=== Data supplied ===
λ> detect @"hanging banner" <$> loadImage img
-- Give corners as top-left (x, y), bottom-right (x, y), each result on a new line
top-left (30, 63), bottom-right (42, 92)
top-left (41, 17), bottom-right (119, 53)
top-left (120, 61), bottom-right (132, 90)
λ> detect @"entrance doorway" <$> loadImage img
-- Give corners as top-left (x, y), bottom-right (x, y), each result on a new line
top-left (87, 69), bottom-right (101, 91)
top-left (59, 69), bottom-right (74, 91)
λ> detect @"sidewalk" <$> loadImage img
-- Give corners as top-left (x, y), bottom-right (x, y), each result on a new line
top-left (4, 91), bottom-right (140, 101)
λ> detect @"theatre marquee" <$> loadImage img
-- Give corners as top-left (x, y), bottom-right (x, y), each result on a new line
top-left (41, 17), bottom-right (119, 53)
===
=== Data supplied ===
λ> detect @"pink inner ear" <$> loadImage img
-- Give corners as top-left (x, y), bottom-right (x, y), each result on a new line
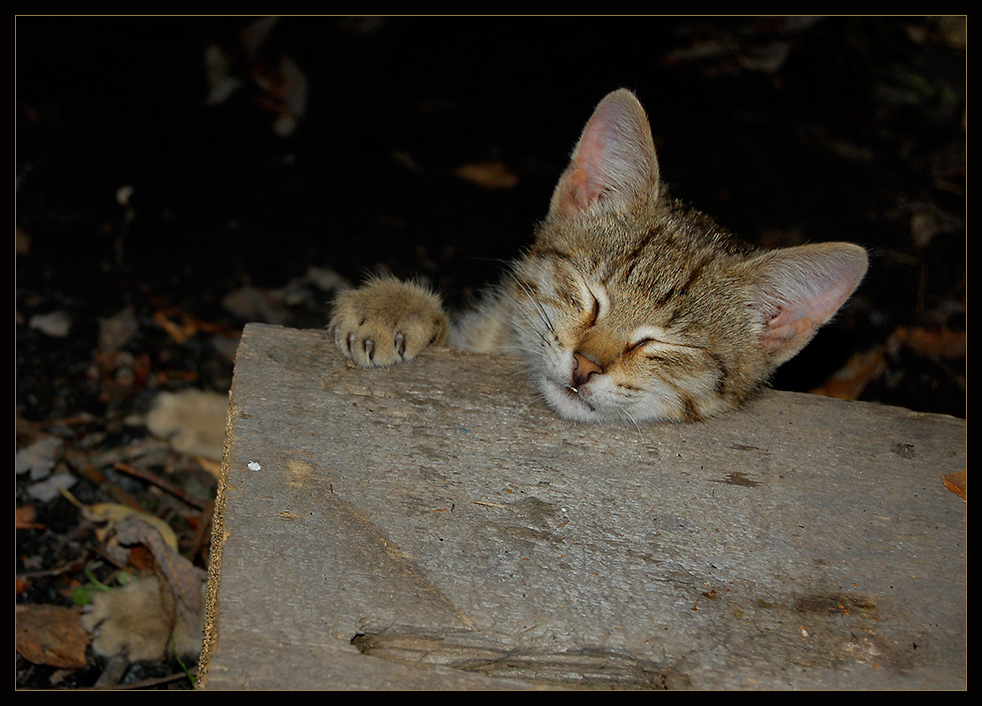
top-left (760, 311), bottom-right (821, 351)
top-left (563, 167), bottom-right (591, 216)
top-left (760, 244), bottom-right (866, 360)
===
What to produce:
Copy out every line in the material above that contains the string "loadImage".

Output of the task:
λ> detect @"hanging banner" <$> loadImage img
λ> detect @"entrance doorway" <$> loadImage img
λ> detect @"sidewalk" <$> loadImage img
λ> detect @"theatre marquee" <$> loadImage img
λ> detect @"pink inner ear" <$> loadImage img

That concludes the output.